▶ Records shown:
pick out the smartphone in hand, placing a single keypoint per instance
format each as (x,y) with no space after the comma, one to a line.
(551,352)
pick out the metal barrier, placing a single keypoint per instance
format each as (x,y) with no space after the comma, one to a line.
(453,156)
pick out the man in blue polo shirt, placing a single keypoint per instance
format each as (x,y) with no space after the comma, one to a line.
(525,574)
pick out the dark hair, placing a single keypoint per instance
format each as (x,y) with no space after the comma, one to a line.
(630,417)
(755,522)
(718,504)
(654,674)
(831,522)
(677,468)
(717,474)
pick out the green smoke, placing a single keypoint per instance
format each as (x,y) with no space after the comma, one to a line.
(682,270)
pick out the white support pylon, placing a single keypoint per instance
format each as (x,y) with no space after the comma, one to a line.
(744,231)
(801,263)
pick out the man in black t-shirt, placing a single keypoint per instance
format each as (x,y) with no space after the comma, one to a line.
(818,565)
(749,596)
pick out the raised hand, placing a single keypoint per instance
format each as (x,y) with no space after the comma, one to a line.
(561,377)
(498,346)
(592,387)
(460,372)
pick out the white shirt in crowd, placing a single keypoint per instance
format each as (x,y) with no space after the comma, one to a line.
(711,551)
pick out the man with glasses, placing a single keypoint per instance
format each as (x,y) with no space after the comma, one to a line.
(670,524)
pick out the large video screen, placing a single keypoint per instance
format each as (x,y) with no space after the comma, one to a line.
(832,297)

▶ Task statement: Using the data above, return each line exactly as written.

▶ Expected answer:
pick out the smartphone in hand, placing a single keypoint per instance
format each as (x,y) with no space after the comma, one to a line.
(551,352)
pick out the metal barrier, placing a single keypoint per instance
format each as (x,y) with no space after the comma, one to a line.
(453,156)
pick out the man in blue polo shirt, placing a single keypoint per instance
format each as (x,y) with no space after the comma, one to a line.
(525,574)
pick out the dark hair, placing a single keypoint per instance
format each as (x,y) with no space after the comma, one to a line.
(630,417)
(755,522)
(718,504)
(654,674)
(831,522)
(677,468)
(717,474)
pick out the green smoke, placing a single keypoint per instance
format each as (x,y) with no space after the comma, one to a line.
(682,270)
pick out the white support pylon, placing a single keypoint per instance
format each as (x,y) with no space after the comma, one to a line.
(744,231)
(801,263)
pick out the man in black t-shirt, placing a single keypoint per instance
format each as (x,y) with no space after the comma, one to a line.
(818,565)
(749,596)
pick out the raised hand, placing a single keypoint per instance
format each as (x,y) with no space after the comma, one to a line.
(561,377)
(498,346)
(592,387)
(460,372)
pick out the white shirt in crowd, placing a single keypoint per instance
format each as (x,y) with no space after the comma, one to a line.
(711,551)
pick out the man with glasses, placing a single keypoint per instance
format each as (x,y) with no space after the comma, one to a line.
(670,524)
pick out the large video screen, placing a single keypoint per instance
format each as (x,y) with no space after the comma, one to a line.
(832,297)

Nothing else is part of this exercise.